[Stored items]
— Start —

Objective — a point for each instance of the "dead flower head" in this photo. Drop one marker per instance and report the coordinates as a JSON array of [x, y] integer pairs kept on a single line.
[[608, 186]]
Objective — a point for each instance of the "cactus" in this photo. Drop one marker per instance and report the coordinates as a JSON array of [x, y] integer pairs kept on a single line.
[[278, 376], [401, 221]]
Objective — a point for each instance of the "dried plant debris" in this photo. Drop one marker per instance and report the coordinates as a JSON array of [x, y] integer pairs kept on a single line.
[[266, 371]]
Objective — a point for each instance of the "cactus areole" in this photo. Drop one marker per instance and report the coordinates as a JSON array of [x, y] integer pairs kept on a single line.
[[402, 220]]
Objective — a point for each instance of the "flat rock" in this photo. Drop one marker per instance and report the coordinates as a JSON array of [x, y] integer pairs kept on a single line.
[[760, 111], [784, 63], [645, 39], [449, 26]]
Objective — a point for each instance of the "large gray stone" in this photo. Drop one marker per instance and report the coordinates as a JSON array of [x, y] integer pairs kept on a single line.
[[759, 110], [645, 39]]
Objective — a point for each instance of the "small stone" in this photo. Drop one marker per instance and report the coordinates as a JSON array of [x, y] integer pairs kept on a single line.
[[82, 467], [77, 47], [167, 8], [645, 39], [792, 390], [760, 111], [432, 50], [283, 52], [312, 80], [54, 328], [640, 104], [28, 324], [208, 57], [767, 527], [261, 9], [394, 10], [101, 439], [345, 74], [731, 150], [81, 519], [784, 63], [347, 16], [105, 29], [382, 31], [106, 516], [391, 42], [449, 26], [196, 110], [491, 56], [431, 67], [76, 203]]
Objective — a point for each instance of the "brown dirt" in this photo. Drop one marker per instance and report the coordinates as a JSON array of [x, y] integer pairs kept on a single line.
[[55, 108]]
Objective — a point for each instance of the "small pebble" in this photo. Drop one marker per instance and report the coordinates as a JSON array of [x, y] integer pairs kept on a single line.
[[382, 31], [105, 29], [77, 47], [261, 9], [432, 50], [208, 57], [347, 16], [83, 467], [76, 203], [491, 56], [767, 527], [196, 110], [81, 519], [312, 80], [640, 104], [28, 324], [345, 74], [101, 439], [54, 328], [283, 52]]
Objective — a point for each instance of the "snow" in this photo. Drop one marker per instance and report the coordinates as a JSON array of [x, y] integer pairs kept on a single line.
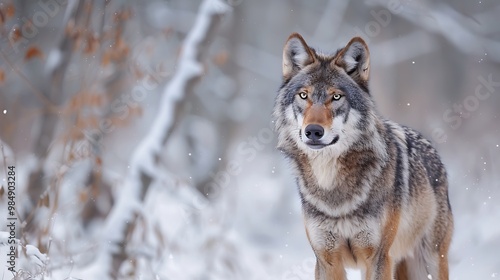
[[143, 161]]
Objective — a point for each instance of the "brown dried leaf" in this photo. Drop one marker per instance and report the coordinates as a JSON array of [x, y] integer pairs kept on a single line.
[[106, 58], [83, 196], [33, 52], [10, 11], [15, 33], [44, 200], [92, 44]]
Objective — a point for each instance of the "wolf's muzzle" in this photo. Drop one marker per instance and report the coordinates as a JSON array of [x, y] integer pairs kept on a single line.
[[314, 132]]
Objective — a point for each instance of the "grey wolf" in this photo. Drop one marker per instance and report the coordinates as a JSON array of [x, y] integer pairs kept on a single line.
[[374, 193]]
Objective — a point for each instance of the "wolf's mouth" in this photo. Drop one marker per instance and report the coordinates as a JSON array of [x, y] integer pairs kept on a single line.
[[316, 145]]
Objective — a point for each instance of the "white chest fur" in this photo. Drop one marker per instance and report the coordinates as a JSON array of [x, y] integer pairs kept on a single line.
[[330, 234]]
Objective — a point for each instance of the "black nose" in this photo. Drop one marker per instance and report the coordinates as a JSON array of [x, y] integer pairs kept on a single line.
[[314, 131]]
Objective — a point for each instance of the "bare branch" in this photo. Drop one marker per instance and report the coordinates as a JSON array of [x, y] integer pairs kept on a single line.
[[144, 160]]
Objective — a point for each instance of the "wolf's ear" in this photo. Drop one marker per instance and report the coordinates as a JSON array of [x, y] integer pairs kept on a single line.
[[355, 60], [296, 55]]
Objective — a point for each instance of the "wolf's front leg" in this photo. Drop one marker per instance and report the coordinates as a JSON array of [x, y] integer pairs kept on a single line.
[[330, 267]]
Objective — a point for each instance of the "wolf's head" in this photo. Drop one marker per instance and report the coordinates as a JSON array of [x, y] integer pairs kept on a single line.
[[324, 103]]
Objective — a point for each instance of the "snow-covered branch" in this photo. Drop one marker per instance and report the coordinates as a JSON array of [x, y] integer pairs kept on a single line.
[[465, 33], [144, 160]]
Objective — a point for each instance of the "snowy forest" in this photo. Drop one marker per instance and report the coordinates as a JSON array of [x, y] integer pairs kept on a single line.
[[136, 139]]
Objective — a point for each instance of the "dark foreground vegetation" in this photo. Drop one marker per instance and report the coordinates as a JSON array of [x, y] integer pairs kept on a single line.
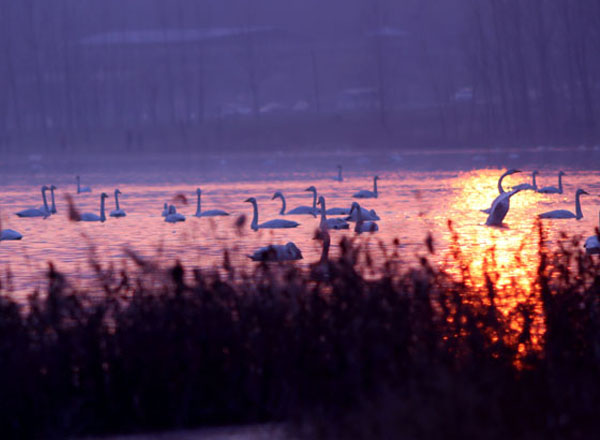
[[336, 351]]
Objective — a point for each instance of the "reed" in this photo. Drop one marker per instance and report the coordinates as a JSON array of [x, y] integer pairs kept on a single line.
[[414, 352]]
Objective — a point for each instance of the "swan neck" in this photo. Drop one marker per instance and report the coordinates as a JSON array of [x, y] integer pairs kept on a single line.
[[254, 224], [102, 215], [560, 183], [53, 202], [578, 211], [500, 189]]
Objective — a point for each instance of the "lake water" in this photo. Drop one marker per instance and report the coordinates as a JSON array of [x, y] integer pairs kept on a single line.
[[419, 192]]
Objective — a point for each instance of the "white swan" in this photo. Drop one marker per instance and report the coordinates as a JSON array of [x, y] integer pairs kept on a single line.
[[271, 224], [331, 223], [174, 216], [565, 214], [209, 213], [553, 189], [500, 208], [592, 244], [118, 212], [91, 217], [532, 185], [9, 234], [277, 252], [367, 214], [500, 189], [339, 177], [366, 194], [44, 211], [80, 188], [306, 209], [361, 225]]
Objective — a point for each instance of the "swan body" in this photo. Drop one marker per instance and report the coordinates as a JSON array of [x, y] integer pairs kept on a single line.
[[366, 194], [361, 225], [500, 189], [366, 214], [554, 189], [532, 185], [565, 214], [9, 234], [271, 224], [277, 252], [500, 208], [209, 213], [80, 188], [330, 223], [44, 211], [174, 216], [118, 212], [339, 177], [311, 210], [592, 244], [91, 217]]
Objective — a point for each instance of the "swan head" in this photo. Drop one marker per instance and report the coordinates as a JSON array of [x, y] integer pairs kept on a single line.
[[293, 251]]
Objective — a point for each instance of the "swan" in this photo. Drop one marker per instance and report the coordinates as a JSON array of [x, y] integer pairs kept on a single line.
[[91, 217], [44, 211], [553, 189], [339, 177], [500, 189], [532, 185], [9, 234], [210, 213], [118, 212], [277, 252], [174, 216], [500, 208], [271, 224], [366, 194], [331, 223], [592, 244], [321, 270], [80, 188], [306, 209], [565, 214], [361, 225]]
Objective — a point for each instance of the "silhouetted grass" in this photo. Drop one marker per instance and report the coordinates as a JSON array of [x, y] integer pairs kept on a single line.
[[411, 353]]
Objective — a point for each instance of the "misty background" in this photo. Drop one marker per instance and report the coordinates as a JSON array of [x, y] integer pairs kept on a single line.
[[206, 75]]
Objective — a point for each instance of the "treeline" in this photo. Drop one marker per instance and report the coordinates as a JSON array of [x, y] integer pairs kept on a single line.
[[83, 74]]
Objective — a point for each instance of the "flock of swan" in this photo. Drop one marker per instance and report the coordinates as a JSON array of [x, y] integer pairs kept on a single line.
[[364, 219], [501, 205]]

— End —

[BRIEF] Write the listing above out again exactly, dropping each image.

[FULL ANSWER]
Objective — a point for each instance of the "dead flower head" in this photo. Drop one marker per instance and report the coordinates as a JSON array of [x, y] integer pairs kept on a single line.
[[608, 186]]
Objective — a point for each instance of the "cactus" in this photo. Drop one marker per instance and report the coordinates as a JSON array of [x, y] integer pairs kept on a single line.
[[278, 376], [401, 221]]
Objective — a point for each instance of the "dried plant debris" in this photo. Drop one marker per instance and report the coordinates as a JSON array of [x, y] integer pairs kept on a single line.
[[266, 371]]
Objective — a point for each instance of the "cactus areole" in this photo. Drop one marker per instance and report the coordinates as a JSON array of [x, y] integer pairs kept on a single line.
[[402, 220]]
Objective — a point for each instance of the "flat rock" in this photo. Drop one marker per instance and report the coordinates as a JSON array of [x, y] integer pairs kept on a single line.
[[760, 111], [784, 63], [645, 39], [449, 26]]
Objective — a point for each instance of the "large gray stone" in this photo. Drop one marker per instance and report the coordinates as a JSON array of [x, y] integer pairs kept on a single line.
[[759, 110], [645, 39]]
Objective — a point for each instance of the "small stone" in this photo. Drop one marker per instance and report the coordinates as a JSON array of [x, y] integer pairs kept on a single line.
[[82, 467], [77, 47], [167, 8], [645, 39], [792, 390], [760, 111], [432, 50], [283, 52], [312, 80], [54, 328], [640, 104], [28, 324], [208, 57], [767, 527], [261, 9], [394, 10], [101, 439], [345, 74], [731, 150], [81, 519], [784, 63], [347, 16], [105, 29], [382, 31], [106, 516], [391, 42], [449, 26], [196, 110], [491, 56], [431, 67], [76, 203]]
Objective — a point for each instance of the "brown dirt" in this photo. Drop one marker per instance and report the coordinates as a JSON array of [x, y] integer pairs kept on a single line.
[[55, 108]]
Objective — a point for each instance of the "small pebble" in this photo. Drop one marker per instance and report the coordinates as a JSON array of [x, y] integer pairs kept on a single line.
[[382, 31], [105, 29], [77, 47], [261, 9], [432, 50], [208, 57], [347, 16], [83, 467], [76, 203], [491, 56], [767, 527], [196, 110], [81, 519], [312, 80], [640, 104], [28, 324], [345, 74], [101, 439], [54, 328], [283, 52]]
Objective — a point for each instance of the "snow" in this photo. Drop one marker per instance and report the coordinates as a JSON array of [x, y] integer pairs kept on a single line.
[[143, 161]]
Objective — a point for each instance of the "brown dried leaf" in this photo. Drop one marker per instance and report the coordinates as a JSON array of [x, y] integer pairs kept on a single line.
[[106, 58], [83, 196], [33, 52], [10, 11], [15, 33], [44, 200], [92, 44]]
Objective — a point for each instance of the "wolf's muzzle" in this photo. Drop one marker per instance and report the coordinates as a JSON array of [x, y] integer pairs kept on a single line.
[[314, 132]]
Objective — a point for each instance of the "grey wolf" in this photo. Drop one marker per instance and report the coordinates as a JSON array of [x, y] integer pairs kept on a single line.
[[374, 193]]
Objective — a point for each instance of the "wolf's mouth" in this photo. Drop one marker per instance and report the coordinates as a JSON array of [x, y] integer pairs kept on a single line.
[[316, 145]]
Objective — a point for each instance of the "white chest fur" in this photo. Drop one marker per instance and report the coordinates as a JSON array of [x, y] integer pairs kept on a single line.
[[330, 234]]
Objective — a point for each instance of the "black nose" in this photo. Drop one marker per instance and report the coordinates as a JSON array of [x, y] integer pairs kept on a single line.
[[314, 131]]
Objective — a point for each instance of the "bare branch" in this photo. Drop one marker per instance and report the coordinates as a JSON array of [x, y] integer pairs kept on a single line.
[[144, 160]]
Objective — a point for each instance of the "wolf's ear" in this photo. Drop one marker per instance and report the coordinates as a JSON array of [x, y] integer pairs kept on a single line.
[[355, 60], [296, 55]]
Objective — a point for each instance of the "wolf's front leg" in this photo. Drop one marker per instance and report the coordinates as a JSON array of [x, y] integer pairs kept on a single line.
[[330, 267]]
Objective — a point for each instance of the "wolf's head" in this photo. Drop one marker per instance and report the coordinates as a JSON array of [x, y] integer pairs kept on a single line.
[[324, 103]]
Objective — a point for each instance of the "snow-covered branch" in this photo. Drop one marker per instance and report the coordinates as a JSON array of [x, y] integer pairs kept on a single line.
[[465, 33], [144, 160]]
Objective — a point for each instance of the "snowy forest" in this photo. Drop one marker per instance and report the coordinates as a JSON array of [x, y] integer pairs kept on a single line.
[[136, 139]]
Objective — a point for each instance of the "dark foreground vegetation" in this photo. Drop one marker per instance and report the coordinates as a JSON array of [x, y] integer pairs kept on a single line.
[[336, 351]]
Objective — a point for each instance of the "reed" in this photo. Drop one marker per instance and report the coordinates as a JSON array of [x, y] integer pairs kept on a single line.
[[414, 352]]
Objective — a point for each instance of the "swan neck" in this photo. Drop one marker per instance and report the coordinates as a JSON array of [x, y] integer pairs kept on a single line.
[[254, 224], [102, 215], [560, 183], [53, 202], [578, 211], [500, 189]]
Objective — a point for each instance of the "lake water" in this photo. Drop one marker per instance and report the coordinates as a JSON array of [x, y] integer pairs kept on a single line.
[[419, 192]]
Objective — a point for each instance of the "white swan" in this photo. Drop one marker per instance and report the coordinates as a JSON array of [x, y] integer pairs kept on a single line.
[[271, 224], [331, 223], [174, 216], [565, 214], [209, 213], [553, 189], [500, 208], [592, 244], [118, 212], [91, 217], [532, 185], [9, 234], [277, 252], [367, 214], [500, 189], [339, 177], [366, 194], [44, 211], [80, 188], [306, 209], [361, 225]]
Objective — a point for each instance of the "swan body" in this photo. Drop one marker per instance and report the coordinates as a JSON array of [x, y] integer pairs kept on a single line.
[[366, 194], [361, 225], [500, 189], [366, 214], [554, 189], [532, 185], [565, 214], [9, 234], [271, 224], [277, 252], [500, 208], [209, 213], [80, 188], [330, 223], [44, 211], [174, 216], [118, 212], [339, 177], [311, 210], [592, 244], [91, 217]]
Objective — a point for each instance of the "swan head" in this photo. Drop one marker per instance and report the coordinates as a JSON array of [x, y] integer pairs kept on a single line.
[[293, 251]]
Objective — a point for each instance of the "swan" in this photo. Drop one marker per instance and report the coordinates as a JSON array of [x, y] integer pairs kept on a single line.
[[91, 217], [44, 211], [553, 189], [339, 177], [500, 189], [532, 185], [9, 234], [210, 213], [118, 212], [277, 252], [174, 216], [500, 208], [271, 224], [366, 194], [331, 223], [592, 244], [321, 270], [80, 188], [306, 209], [565, 214], [361, 225]]
Objective — a point for each instance of the "silhouetted grass" in this photo. Drop one marker per instance and report the coordinates as a JSON array of [x, y] integer pairs kept on a single line.
[[411, 353]]
Objective — a point for each instance of the "misty background" in this photo. Drop one marker per instance and report the coordinates as a JSON array of [x, y] integer pairs kept on a single line.
[[206, 75]]
Objective — a point for each instance of the "treeline" in this photo. Drop one marker per instance and report the coordinates as a JSON array of [x, y] integer pairs kept on a single line.
[[83, 74]]
Objective — a point for each instance of the "flock of swan" in this photo. Drop one marker per instance and report the coordinates as a JSON array of [x, y] integer pairs kept on a single line.
[[364, 219], [501, 205]]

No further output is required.